##### GIVEN RECORDS

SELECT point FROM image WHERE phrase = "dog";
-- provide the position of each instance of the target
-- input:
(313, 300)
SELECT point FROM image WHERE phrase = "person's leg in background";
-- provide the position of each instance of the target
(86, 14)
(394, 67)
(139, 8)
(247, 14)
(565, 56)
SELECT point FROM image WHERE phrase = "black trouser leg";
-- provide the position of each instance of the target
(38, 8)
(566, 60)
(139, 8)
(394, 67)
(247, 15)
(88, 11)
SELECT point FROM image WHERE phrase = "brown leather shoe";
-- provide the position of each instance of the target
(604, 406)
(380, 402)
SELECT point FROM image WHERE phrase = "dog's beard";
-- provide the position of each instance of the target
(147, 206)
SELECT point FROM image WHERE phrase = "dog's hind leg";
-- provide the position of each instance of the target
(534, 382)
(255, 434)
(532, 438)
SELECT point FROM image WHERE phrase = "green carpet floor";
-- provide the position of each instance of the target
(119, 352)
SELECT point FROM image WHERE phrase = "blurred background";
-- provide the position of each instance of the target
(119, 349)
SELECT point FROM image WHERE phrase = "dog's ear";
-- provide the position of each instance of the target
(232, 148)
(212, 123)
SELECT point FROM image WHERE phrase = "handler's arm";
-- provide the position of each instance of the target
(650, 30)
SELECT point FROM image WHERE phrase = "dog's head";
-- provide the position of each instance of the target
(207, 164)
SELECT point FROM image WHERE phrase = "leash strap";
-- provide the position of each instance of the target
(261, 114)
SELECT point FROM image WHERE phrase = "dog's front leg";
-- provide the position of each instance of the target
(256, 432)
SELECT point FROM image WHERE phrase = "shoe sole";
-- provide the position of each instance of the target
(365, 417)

##########

◆ **WORK INSTRUCTIONS**:
Every line above in which the word "shoe" is present must be copied into the answer.

◆ **SOLUTION TO THIS PROBLEM**:
SELECT point FROM image WHERE phrase = "brown leather shoe";
SELECT point FROM image WHERE phrase = "shoe sole";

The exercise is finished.